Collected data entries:
══════
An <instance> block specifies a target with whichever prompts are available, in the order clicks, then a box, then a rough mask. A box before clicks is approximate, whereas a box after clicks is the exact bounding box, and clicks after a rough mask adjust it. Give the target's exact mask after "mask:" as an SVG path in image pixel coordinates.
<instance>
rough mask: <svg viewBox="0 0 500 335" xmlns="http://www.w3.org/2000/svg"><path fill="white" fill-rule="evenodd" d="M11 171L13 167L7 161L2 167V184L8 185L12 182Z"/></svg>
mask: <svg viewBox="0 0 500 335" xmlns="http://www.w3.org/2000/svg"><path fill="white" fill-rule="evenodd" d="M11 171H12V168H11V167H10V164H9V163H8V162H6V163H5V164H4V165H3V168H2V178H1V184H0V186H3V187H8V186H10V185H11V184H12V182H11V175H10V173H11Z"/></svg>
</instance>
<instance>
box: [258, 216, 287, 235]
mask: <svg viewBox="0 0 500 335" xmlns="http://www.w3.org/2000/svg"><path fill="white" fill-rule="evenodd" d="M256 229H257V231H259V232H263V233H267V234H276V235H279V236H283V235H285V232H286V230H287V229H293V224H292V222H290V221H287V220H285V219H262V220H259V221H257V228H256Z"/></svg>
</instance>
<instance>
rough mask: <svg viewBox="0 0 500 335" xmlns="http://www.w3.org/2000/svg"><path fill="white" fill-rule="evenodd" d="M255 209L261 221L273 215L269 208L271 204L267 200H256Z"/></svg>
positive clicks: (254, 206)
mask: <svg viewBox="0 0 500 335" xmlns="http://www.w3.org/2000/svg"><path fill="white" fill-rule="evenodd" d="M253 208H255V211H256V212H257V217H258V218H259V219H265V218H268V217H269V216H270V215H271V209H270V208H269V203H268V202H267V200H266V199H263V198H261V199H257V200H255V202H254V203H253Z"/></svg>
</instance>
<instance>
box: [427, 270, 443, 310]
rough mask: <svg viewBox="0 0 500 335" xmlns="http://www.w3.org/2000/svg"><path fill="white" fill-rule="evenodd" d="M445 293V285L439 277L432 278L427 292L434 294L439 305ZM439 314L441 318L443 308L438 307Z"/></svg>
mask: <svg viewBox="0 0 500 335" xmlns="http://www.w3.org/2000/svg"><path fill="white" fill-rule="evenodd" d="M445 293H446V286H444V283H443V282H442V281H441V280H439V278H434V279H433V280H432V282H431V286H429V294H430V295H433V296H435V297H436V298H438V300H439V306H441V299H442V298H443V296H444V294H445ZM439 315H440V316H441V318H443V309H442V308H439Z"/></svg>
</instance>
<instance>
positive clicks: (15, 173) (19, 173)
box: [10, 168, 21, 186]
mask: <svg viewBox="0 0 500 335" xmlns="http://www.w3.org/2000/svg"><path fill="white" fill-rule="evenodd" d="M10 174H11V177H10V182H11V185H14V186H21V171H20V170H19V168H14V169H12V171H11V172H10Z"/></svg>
══════
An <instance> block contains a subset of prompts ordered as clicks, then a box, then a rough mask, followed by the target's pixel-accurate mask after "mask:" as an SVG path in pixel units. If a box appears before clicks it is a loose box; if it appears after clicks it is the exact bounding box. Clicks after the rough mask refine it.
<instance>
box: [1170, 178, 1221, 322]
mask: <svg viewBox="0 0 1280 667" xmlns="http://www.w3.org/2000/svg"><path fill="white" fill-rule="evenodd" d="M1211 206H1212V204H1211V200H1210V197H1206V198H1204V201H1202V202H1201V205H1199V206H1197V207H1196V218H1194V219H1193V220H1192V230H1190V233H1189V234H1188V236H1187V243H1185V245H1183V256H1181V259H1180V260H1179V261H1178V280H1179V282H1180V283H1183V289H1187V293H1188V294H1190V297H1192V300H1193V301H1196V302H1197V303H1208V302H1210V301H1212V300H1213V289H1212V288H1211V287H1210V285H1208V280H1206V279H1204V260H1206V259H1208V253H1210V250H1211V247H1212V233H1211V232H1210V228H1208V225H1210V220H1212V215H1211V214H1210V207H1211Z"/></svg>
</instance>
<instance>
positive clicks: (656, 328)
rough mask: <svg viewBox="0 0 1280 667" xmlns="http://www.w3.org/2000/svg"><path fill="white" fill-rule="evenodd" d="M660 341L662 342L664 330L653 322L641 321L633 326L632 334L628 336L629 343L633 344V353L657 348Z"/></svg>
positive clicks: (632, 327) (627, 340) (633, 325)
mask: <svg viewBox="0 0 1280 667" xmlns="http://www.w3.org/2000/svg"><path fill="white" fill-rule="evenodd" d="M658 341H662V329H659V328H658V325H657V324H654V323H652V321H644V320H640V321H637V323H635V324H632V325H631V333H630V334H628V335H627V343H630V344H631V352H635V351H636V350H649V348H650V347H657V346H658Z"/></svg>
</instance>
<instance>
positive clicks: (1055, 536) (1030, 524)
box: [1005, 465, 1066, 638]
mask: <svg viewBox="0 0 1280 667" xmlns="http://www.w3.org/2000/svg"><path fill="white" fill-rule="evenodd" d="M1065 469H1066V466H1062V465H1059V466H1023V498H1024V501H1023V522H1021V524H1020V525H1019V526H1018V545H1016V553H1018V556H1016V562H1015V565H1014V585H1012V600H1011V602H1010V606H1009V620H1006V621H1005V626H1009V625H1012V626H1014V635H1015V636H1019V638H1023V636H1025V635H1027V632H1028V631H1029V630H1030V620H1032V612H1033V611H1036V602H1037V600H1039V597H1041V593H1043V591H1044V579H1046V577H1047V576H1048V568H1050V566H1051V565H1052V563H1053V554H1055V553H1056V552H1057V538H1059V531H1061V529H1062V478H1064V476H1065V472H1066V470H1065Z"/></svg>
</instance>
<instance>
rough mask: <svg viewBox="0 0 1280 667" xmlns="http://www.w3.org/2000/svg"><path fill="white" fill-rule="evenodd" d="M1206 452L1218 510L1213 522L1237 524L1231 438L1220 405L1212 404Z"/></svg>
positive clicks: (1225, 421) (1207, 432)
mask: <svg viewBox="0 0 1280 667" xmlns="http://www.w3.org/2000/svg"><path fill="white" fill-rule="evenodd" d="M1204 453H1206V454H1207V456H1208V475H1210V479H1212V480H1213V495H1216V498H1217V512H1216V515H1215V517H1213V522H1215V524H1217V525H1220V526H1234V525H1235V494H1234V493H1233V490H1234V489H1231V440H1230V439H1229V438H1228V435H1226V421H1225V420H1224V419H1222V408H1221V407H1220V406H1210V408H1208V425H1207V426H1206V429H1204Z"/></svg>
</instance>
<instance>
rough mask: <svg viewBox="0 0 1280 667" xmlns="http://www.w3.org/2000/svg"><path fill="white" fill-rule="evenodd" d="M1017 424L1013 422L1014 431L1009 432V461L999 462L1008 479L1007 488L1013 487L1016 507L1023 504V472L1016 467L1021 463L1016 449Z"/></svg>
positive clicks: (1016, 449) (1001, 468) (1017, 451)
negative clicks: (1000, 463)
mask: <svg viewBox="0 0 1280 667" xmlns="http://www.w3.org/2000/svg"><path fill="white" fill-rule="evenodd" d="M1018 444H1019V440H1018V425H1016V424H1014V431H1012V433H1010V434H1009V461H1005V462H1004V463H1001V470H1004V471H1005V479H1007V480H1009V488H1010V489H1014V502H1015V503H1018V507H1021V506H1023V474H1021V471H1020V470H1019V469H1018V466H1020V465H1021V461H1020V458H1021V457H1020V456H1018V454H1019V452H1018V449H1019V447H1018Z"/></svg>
══════
*Your objective*:
Report every line above that contains the word "positive", matching case exactly.

*Expected answer*:
positive clicks: (254, 206)
positive clicks: (15, 173) (19, 173)
positive clicks: (656, 328)
positive clicks: (632, 327) (627, 340) (633, 325)
positive clicks: (1055, 536) (1030, 524)
positive clicks: (1225, 421) (1207, 432)
positive clicks: (1016, 449) (1001, 468) (1017, 451)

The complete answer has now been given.